__PASSAGE FOR REVIEW__.
Compulsive Sexual behaviour (CSB), often referred to as sexual addiction, is a relatively common psychiatric condition that affects around 3-6% of the population. The condition is characterised by craving, impulsive behaviour, and social and occupational impairment related to sexual desire. CSB can have significant mental and physical health consequences, butresearch specifically focusing on CSB is relatively sparse.
A group of researchers from the Department of Psychiatry at the University of Cambridge recently carried out a study to try to better understand the neural correlates of CSB. The study, published in the journal Human Brain Mapping, combined both structural and functional brain imaging techniques to try to find ways in which the brains of individuals with CSB differ from the general population.
A range of different psychiatric conditions can be linked to difficulties during impulse control, leading to failures to resist potentially harmful behaviours. However, unlike other conditions such as kleptomania, the impulsive drive to steal, or pyromania, the impulsive starting of fires, it is not yet clear whether CSB should be classified alongside these as an impulse control condition, or if it is better described as a behavioural addiction. The group, led by Dr Valerie Voon, set out to further understanding of the underlying neural mechanisms of the condition to shed light on how the disorder should be conceptualized.

__LISTED RECORDS__.
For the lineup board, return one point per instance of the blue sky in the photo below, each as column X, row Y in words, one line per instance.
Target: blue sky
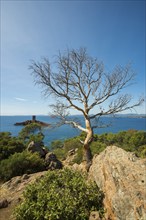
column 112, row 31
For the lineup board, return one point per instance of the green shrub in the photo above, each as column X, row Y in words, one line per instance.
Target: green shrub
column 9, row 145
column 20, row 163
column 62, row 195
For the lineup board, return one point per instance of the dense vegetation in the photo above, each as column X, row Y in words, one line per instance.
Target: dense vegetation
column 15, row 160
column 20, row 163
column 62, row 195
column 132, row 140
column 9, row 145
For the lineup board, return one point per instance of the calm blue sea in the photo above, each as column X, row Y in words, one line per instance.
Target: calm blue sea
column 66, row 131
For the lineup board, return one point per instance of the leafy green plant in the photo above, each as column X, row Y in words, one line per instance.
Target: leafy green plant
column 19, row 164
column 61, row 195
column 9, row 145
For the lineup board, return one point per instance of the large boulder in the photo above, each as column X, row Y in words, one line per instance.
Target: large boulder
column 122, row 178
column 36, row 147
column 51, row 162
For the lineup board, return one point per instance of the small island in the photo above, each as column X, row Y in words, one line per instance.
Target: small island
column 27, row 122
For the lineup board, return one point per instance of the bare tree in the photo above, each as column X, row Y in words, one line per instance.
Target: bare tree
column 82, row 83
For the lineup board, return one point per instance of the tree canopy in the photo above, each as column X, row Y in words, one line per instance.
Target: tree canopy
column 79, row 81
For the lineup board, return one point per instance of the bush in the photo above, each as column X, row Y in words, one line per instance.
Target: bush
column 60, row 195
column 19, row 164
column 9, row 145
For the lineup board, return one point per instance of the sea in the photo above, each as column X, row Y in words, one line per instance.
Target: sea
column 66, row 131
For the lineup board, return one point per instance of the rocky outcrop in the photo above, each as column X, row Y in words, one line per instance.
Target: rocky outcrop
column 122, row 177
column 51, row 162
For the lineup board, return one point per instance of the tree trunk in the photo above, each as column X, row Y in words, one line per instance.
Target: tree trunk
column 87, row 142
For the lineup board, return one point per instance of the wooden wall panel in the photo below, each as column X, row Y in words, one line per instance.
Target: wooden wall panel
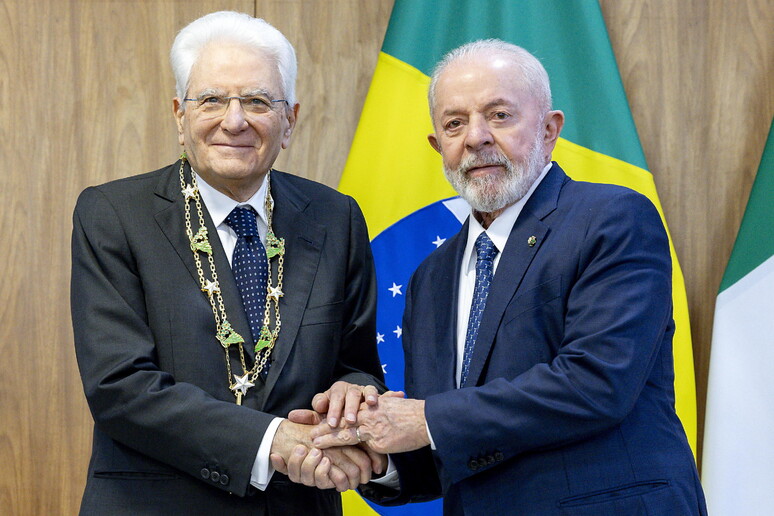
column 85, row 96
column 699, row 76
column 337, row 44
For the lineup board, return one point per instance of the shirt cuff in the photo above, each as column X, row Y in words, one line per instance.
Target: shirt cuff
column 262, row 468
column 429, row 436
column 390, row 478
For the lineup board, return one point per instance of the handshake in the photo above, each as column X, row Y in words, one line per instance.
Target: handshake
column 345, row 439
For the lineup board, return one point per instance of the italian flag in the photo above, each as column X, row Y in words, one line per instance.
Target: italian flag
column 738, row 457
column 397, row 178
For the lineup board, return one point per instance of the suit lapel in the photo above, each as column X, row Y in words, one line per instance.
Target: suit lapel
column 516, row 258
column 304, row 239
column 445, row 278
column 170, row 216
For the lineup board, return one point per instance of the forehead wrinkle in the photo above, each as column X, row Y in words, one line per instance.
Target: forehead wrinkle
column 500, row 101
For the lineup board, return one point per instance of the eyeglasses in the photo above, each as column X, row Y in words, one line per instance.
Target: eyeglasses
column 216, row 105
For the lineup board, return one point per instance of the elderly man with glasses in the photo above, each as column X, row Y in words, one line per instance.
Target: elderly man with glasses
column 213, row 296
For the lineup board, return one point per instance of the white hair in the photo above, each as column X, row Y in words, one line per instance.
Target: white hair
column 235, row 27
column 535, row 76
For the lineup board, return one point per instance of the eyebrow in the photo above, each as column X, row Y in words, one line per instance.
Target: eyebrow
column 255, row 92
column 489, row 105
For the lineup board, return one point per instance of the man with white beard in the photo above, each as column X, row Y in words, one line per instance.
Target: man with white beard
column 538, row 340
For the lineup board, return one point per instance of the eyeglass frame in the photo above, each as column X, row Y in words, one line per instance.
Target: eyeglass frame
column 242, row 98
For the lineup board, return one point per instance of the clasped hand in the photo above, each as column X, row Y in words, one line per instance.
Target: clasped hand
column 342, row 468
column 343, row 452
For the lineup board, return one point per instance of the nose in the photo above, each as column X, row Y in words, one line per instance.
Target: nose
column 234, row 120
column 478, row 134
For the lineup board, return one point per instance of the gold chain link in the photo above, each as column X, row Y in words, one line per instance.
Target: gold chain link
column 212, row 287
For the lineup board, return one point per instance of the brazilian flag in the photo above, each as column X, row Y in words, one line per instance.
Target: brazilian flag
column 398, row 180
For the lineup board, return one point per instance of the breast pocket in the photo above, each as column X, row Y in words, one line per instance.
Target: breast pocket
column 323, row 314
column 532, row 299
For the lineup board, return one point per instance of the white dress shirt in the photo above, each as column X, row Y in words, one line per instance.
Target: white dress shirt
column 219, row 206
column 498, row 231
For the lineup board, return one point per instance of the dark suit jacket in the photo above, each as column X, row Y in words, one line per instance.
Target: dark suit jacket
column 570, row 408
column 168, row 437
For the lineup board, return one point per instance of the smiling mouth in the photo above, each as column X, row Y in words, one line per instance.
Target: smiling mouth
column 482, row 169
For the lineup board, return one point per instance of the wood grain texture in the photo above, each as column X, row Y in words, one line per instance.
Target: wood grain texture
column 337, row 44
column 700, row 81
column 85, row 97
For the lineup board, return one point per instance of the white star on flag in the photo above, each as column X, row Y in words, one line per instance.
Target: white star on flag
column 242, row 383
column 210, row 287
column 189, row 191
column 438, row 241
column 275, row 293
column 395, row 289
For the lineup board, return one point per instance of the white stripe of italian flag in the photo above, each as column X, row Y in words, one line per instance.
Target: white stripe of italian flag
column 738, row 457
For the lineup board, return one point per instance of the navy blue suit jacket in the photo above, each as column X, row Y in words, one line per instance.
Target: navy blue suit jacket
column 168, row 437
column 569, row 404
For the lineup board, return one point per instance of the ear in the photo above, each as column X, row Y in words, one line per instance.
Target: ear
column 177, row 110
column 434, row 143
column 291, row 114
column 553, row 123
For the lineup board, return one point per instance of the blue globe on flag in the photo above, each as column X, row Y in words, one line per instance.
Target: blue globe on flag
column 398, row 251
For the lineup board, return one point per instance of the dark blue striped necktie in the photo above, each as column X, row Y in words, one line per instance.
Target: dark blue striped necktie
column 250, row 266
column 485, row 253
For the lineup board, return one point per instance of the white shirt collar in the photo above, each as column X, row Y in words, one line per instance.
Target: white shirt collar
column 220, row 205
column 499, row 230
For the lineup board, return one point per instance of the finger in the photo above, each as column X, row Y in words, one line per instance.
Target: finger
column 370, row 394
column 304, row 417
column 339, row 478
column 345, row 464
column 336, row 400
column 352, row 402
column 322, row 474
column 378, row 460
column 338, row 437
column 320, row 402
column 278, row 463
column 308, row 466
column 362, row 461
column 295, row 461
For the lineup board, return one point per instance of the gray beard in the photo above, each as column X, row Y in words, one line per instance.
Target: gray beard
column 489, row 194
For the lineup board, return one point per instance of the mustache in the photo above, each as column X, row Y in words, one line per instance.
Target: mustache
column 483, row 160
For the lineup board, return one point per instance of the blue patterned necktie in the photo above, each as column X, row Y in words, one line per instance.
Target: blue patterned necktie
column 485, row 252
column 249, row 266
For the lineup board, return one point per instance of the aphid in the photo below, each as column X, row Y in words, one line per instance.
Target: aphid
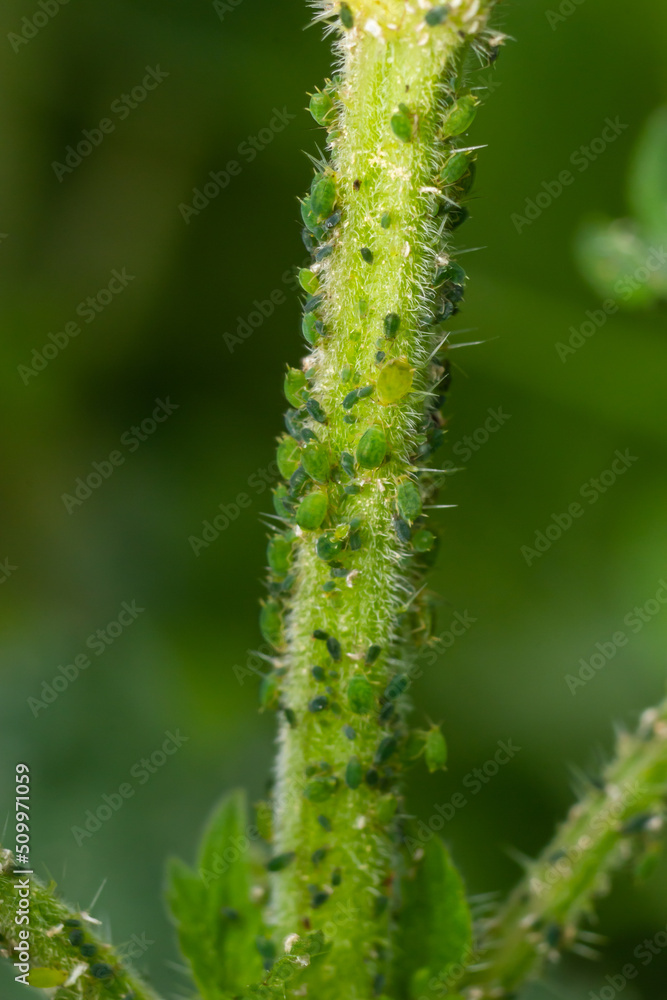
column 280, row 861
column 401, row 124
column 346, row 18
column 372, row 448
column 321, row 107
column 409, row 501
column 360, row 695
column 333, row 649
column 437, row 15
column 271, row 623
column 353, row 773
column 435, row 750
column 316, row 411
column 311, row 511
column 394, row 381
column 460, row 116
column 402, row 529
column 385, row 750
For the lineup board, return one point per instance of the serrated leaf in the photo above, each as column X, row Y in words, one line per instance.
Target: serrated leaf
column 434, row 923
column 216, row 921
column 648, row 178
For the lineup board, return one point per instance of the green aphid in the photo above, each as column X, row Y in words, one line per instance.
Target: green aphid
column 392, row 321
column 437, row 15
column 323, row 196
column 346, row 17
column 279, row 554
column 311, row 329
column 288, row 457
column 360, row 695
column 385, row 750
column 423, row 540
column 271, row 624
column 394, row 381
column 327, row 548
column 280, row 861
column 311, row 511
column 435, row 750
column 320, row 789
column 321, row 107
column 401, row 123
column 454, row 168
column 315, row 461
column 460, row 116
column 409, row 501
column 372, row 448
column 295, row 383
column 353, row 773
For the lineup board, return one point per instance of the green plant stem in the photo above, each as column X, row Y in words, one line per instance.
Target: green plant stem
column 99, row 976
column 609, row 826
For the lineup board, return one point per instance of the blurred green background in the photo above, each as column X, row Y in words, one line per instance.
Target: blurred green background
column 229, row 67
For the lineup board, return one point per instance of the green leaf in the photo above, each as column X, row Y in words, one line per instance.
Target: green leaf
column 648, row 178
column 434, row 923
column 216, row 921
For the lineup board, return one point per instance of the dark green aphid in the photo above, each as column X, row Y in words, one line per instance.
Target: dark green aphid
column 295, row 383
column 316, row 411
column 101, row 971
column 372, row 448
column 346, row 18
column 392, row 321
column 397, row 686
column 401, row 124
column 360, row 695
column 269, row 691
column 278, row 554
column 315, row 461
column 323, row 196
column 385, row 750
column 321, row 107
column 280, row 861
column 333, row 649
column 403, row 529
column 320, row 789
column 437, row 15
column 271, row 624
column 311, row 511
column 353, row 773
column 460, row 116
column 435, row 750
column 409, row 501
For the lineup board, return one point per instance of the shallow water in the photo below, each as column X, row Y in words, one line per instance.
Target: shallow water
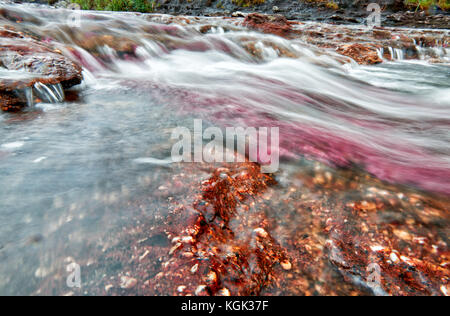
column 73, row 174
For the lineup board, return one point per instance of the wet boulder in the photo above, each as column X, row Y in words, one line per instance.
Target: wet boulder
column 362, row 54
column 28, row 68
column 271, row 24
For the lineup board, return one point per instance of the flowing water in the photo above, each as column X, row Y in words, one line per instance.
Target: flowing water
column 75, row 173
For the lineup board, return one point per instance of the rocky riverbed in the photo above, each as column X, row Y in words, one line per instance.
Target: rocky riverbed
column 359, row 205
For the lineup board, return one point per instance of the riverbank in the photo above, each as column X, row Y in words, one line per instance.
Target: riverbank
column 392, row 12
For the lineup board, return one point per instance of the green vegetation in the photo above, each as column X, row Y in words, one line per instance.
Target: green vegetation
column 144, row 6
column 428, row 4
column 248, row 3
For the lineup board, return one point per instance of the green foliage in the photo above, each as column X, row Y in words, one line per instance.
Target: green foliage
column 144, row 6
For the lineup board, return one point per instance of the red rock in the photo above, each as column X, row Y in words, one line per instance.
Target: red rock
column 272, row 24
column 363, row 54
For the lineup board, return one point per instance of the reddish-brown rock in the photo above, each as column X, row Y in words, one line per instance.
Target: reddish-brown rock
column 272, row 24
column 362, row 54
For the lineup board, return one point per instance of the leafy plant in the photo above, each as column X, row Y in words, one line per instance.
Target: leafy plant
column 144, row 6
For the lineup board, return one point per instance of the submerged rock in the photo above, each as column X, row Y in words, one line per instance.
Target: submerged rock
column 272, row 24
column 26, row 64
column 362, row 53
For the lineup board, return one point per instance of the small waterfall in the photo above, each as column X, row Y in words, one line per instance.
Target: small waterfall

__BRIEF A__.
Reproduce the stretch of the passage on compulsive sexual behavior from "Compulsive Sexual behaviour" through "is relatively sparse.".
__BRIEF B__.
Using the passage on compulsive sexual behavior, answer:
(i) What share of the population does the condition affect?
(ii) In which journal was the Cambridge study published?
(iii) Who led the research group?

__TASK RESULT A__.
Compulsive Sexual behaviour (CSB), often referred to as sexual addiction, is a relatively common psychiatric condition that affects around 3-6% of the population. The condition is characterised by craving, impulsive behaviour, and social and occupational impairment related to sexual desire. CSB can have significant mental and physical health consequences, butresearch specifically focusing on CSB is relatively sparse.

__TASK RESULT B__.
(i) Around 3-6%
(ii) Human Brain Mapping
(iii) Dr Valerie Voon